# ACTIVITY
Print every entry, word for word, and skip the images.
***** DATA EXTRACT
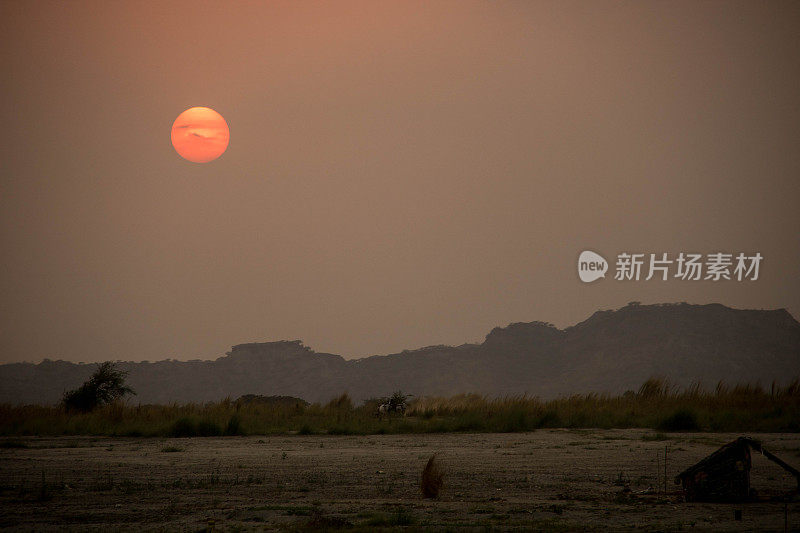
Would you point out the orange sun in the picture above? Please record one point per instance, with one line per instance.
(200, 134)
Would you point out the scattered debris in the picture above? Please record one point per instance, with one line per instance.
(724, 476)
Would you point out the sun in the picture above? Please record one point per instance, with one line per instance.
(200, 134)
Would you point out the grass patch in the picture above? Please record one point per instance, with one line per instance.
(657, 406)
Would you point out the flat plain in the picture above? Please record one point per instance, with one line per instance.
(544, 480)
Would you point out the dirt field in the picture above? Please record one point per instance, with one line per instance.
(550, 479)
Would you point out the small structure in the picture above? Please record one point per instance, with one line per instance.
(724, 476)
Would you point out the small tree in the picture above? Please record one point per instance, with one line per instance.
(106, 385)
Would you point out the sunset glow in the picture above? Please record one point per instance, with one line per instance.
(200, 134)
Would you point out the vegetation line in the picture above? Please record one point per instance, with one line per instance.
(656, 405)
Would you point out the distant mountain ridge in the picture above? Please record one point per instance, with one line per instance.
(611, 351)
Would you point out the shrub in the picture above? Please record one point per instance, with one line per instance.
(680, 420)
(234, 426)
(106, 385)
(183, 427)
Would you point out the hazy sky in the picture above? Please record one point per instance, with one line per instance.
(399, 174)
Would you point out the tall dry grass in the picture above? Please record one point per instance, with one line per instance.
(657, 404)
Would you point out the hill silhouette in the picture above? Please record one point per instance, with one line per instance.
(611, 351)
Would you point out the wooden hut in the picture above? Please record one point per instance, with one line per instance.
(724, 476)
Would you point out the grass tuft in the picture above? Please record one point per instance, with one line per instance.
(432, 478)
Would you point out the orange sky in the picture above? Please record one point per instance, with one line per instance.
(399, 175)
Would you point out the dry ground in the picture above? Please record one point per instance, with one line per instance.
(549, 479)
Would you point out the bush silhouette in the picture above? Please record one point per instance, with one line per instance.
(106, 385)
(680, 420)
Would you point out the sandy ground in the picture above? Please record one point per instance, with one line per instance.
(549, 479)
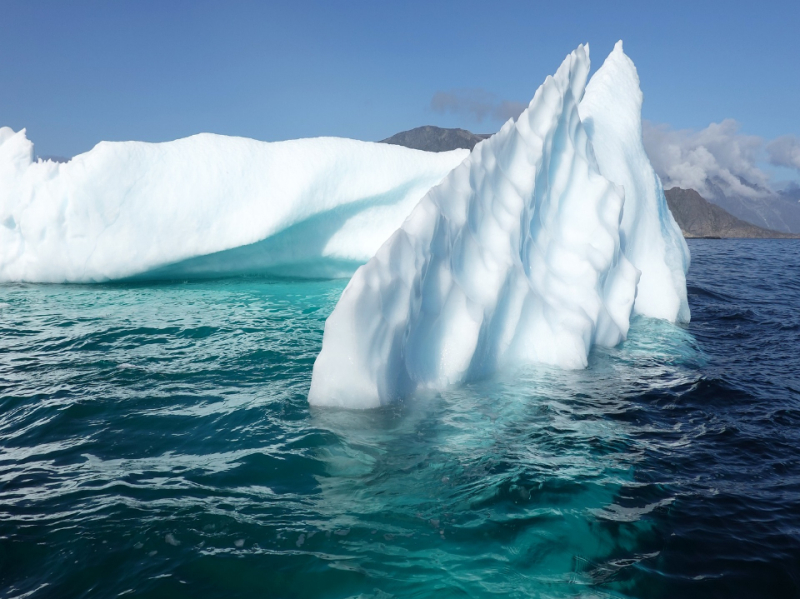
**********
# SOLUTION
Would you point out the orange sun in the picture above? Please record one point per instance, with one line per instance.
(200, 134)
Would you point out the scattered debris in the picture above? Please record one point per instance, with one line per instance.
(724, 476)
Would you point out the sun in the picture above? Please record one point per instance, with one line per instance.
(200, 134)
Would you point out the grass patch in the picture above? Please record one point per instance, with one line per instance.
(657, 406)
Would you point out the flat plain in the picture above? Please record one point per instance, with one line per instance.
(544, 480)
Would you point out the dirt field in the picture above? Please record one point per instance, with one line per instance.
(550, 479)
Would you point out the small structure in the picture above? Please record one point per instance, with one line per instance.
(724, 476)
Would you point out the small tree in the picture above? Please record one point per instance, with one line per instance.
(106, 385)
Would you point out the sunset glow in the picture above? Please record one point per instance, with one line per instance.
(200, 134)
Would you point out the vegetation line in the picture above? Please record one point per instance, with one line per instance.
(656, 405)
Would you point out the distant mountain ridge in the picture above? Please record one point per instance, with one line per instance.
(611, 351)
Would you point out the shrub in the picture above? Please record one point per instance, with one line per instance.
(680, 420)
(234, 426)
(106, 385)
(183, 427)
Would you point out the hazy sky in the picture above? Please record one point per instance, with one line per instance.
(399, 174)
Would you point out the tall dry grass in the picture above? Please record one point per instance, with one line per instance.
(657, 404)
Would you point out the hill silhouette in the picture above? Please record one point per instance, with one line per instance.
(611, 351)
Would you point out the wooden hut in the picture above? Please record one point per instance, with one line per instance.
(724, 476)
Would you point out the grass tuft in the picture above? Please record one point per instance, with one line per instance.
(432, 478)
Would you point out the orange sky in the picture above? Please record one point per instance, with one line per instance.
(399, 175)
Would you point out the dry ground in the picture above? Please record one point per instance, with one line per instance.
(549, 479)
Would you point out the bush silhouette in the picture above? Please record one point per instance, with one line per instance.
(106, 385)
(680, 420)
Would you point out the sandy ground in the picture above? Please record one point per instance, with one line per instance.
(549, 479)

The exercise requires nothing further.